Extracted records
* * * * * * *

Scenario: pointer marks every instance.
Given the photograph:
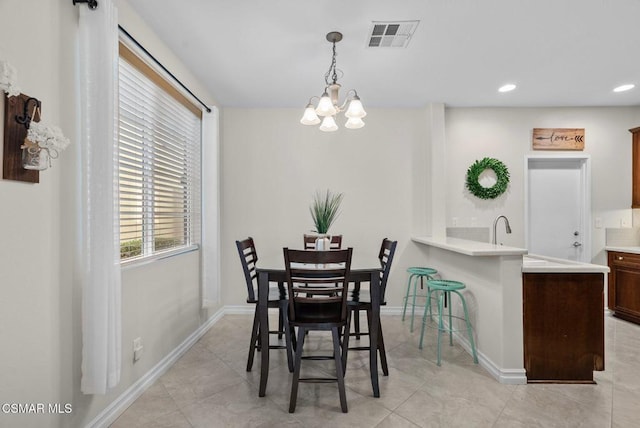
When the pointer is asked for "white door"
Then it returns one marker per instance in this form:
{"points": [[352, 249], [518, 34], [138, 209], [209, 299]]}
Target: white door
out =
{"points": [[558, 207]]}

* * * * * * *

### PROBLEM TO WORK ON
Output the records exactly, pictures excluded.

### TASK OUTPUT
Scenario: pointer marks every instance.
Given the photograph:
When the pointer is asked for "white door"
Then it returns one marker per instance in this form:
{"points": [[352, 249], [518, 34], [138, 209], [209, 299]]}
Target: white door
out =
{"points": [[558, 207]]}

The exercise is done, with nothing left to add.